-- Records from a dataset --
--- Start ---

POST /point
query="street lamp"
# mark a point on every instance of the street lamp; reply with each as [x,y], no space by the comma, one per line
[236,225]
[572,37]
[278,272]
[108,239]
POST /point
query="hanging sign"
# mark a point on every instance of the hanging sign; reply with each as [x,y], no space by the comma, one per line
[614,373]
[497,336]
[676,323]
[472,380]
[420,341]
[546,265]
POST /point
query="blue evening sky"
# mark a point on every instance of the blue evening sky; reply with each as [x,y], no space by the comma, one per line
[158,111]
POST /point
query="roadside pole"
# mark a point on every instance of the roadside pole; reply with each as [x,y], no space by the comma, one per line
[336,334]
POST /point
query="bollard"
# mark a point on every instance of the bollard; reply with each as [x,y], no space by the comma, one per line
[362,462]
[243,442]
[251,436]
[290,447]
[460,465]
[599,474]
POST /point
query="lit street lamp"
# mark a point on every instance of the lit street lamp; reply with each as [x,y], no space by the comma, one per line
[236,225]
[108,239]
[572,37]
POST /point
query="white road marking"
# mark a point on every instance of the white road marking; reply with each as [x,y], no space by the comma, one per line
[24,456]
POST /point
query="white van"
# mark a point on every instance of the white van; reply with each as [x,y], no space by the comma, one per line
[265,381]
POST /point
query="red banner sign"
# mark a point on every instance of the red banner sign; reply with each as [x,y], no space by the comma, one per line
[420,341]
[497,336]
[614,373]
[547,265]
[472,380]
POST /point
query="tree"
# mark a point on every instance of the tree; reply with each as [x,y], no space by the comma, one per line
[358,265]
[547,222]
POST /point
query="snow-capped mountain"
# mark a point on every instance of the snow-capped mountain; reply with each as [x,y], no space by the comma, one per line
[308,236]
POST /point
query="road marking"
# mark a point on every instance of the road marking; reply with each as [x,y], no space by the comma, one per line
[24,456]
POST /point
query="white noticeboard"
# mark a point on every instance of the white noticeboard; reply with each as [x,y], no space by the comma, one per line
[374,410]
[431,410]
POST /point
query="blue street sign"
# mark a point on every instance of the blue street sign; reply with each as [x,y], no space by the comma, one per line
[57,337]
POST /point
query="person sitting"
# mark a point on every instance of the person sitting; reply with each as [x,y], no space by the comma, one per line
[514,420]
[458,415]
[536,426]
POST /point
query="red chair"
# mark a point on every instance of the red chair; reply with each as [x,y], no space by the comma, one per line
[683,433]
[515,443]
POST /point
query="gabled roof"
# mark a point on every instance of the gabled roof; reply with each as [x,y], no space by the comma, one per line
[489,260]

--- End ---

-- Task goal --
Repeat the lines above exactly.

-- Exercise output --
POST /point
query="street lamp"
# mark a point on every instance of the street lamp; reply with each as [x,y], no space by the comma, one per line
[236,225]
[572,37]
[278,272]
[108,239]
POST /point
query="hanging sign"
# mark a point on every instance of the hanging sign; reply with each as [x,y], no space by the comma, one per line
[614,373]
[497,336]
[676,323]
[472,380]
[420,341]
[546,265]
POST /point
query="blue evening sky"
# mark a point on every instance of the blue evening sky; reply with each as [x,y], no space by the comma, one per line
[158,111]
POST /point
query="roadside pole"
# mark a point on every instance of the roadside pole; reply with each as [x,y], no space by the comma, one per line
[336,334]
POST /point
query="bollard"
# mark a point on every instance of the bollard; reply with each as [x,y], no space by the comma, one per line
[362,462]
[243,442]
[251,436]
[290,447]
[460,465]
[599,474]
POST /point
query="lit street lamp"
# mark a point on every instance of the lit street lamp; reply with each as [x,y], no space by the comma, one per line
[236,225]
[108,239]
[572,37]
POST /point
query="white road marking"
# mark a point on every instance of the white road marking; reply with each as [x,y], no space by the comma, one per line
[24,456]
POST /point
query="white van"
# mark a point on every instance of the white van; reply with each as [x,y], no space by the comma, one per line
[265,381]
POST /point
query="red banner sign"
# mark a point on every instance of the red banner sign; reply with each as [x,y], no space by the comma, one per line
[420,341]
[497,336]
[614,373]
[547,265]
[472,380]
POST /point
query="tree"
# mark a point on every instance of the tree; reply with each as [x,y], no space by the comma, one per line
[358,265]
[547,222]
POST /point
query="snow-capped mountain"
# mark a point on every instance of the snow-capped mountain; reply with each as [x,y], no space by the comma, one per line
[308,236]
POST /point
query="road marking"
# mark a point on every instance of the road marking; reply with each as [x,y], no space by the comma, one per line
[24,456]
POST /point
query="white noticeboard"
# mark a point on every instance of the white noticeboard; reply with each as [x,y], no space by the comma, one per line
[374,410]
[431,410]
POST /point
query="blue street sign"
# mark a point on every instance of the blue street sign; reply with each as [x,y], no space by the comma, one per line
[57,337]
POST /point
query="person sitting"
# mark a point on every instance of the person sitting; reply with each as [x,y], no space by the comma, one per line
[514,420]
[458,415]
[536,426]
POST /point
query="red chair"
# mark a point on every instance of the red chair; reply with each as [x,y], no space by the comma, one per line
[683,433]
[515,443]
POST /point
query="gabled roof"
# mark a point on every instance of the gabled roof; reply with each as [x,y], no space by the comma, one per line
[489,260]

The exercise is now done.